= Quoted passage =
"""
Why could we, the girls, not let go? Is the concept that we are attractive only as long as we are sexy so ingrained in our minds that we cannot be a-sexy? And in the US! Hadn’t I come here for the equality I had always heard so much about? Over and over my eyes flit to the one Indian girl, but all her thumkas, all the mithun moves, all jhatkas had been smoothened away and she stood on her spot, lifting her arms above her head, curving first this way then that. And slowly I found myself imitating her and everyone else in the room.
So, I thought, it is not true that we act one way in front of guys and another way when by ourselves. All my life I had lived a dual personality. Before the other sex I had worn a certain smile, talked with certain vocabularies either added or reduced from my speech, been just wild enough but not beyond that, played the cute role…I had in short advertised myself as shamelessly as any other girl. However, once protected by my own sex, I became me – rash, irresponsible even, intelligent, fun, adventurous, everything else. On the dance floor in “Sisters” I felt my sex being stripped away from me. On it I was somehow condemned to live the staged and practiced life forever and at all moments, irrespective of who my audience was. Somehow the actress in all of us had won and we did not even know. It seemed there were cameras not only around me but within me and if I was to appease whoever it was that watches the films I had to give up being the freer, happier me. And for the first time I fucking wanted the fucking dance to end and I fucking wanted to go fucking home.

Friday, February 17, 2006

The funny cartoons!

When I went to the office J was printing out multiple copies of the Danish cartoons. He said he was going to distribute it to his undergraduate composition class and have his students discuss “free speech”. It was a good idea, I thought, since “free speech”, “debate”, “composition”, “liberty” kind of all go together. Then A came in and J, A and I got into a sort of discussion over the picture. I say sort of because the discussion did not last more than a minute. It got over the moment I said the Danish newspaper was rather thick headed if it did not understand what sacred meant and if it did not understand the times we are living in. I think J mumbled something about “talks” and “peace” but I could be wrong. He only mumbled.

I watched Monty Python’s "Life of Brian" a few days back. For those who haven’t watched it, I recommend the movie. It is a HILARIOUS tale about Brian, Jesus’s contemporary. Brian was born the same day Jesus was under the same circumstances and lived and died a wonderfully similar life and death. Brian was a wise, kind, honest person who was crucified by Pilot. Brian pretty much died for the sins of his brethrens. Has beard, blah blah…pretty much looks like Jesus.
I read somewhere that Monty Python actually wanted to comment upon Christianity through the movie. He wanted to make a movie "Life of Jesus" but backed out because he thought Jesus was too religious and sacred a subject to be toyed with in such a manner. If Christianity had to be discussed it had to be discussed via a different medium.
Interesting. Wonder what happens to “free speech” here? Why not target Jesus? Why target a poor nobody Brian. How offensive! I mean, should Jesus be denied the privilege of ridicule?

There are lots of talks about how “fundamentalists” are using this situation for violence. Hmmm…well, that is true. Danish fundamentalists, Christian fundamentalists, Muslim fundamentalists…everybody just using the situation. Though of course, “fundamentalists” don’t really include Christians…wonder why.
"""
= Data block =
"""
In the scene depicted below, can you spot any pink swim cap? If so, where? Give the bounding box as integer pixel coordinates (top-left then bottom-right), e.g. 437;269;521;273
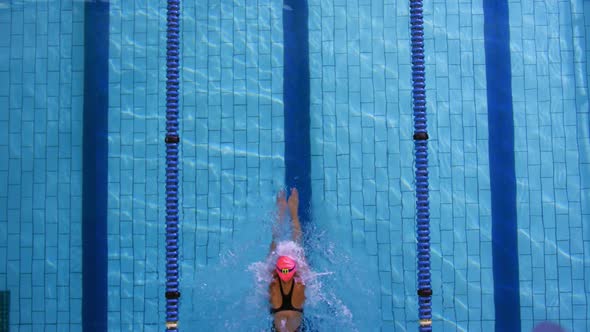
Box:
276;256;297;281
"""
= Objectives =
**1)** Please return the blog excerpt word for word, everything from "There are lots" down to "include Christians…wonder why.".
**2)** In the blog excerpt, what did J plan to do with the printed copies of the Danish cartoons?
The lines come from a separate source.

= Written answers =
**1)**
There are lots of talks about how “fundamentalists” are using this situation for violence. Hmmm…well, that is true. Danish fundamentalists, Christian fundamentalists, Muslim fundamentalists…everybody just using the situation. Though of course, “fundamentalists” don’t really include Christians…wonder why.

**2)** He planned to distribute them to his undergraduate composition class and have his students discuss "free speech."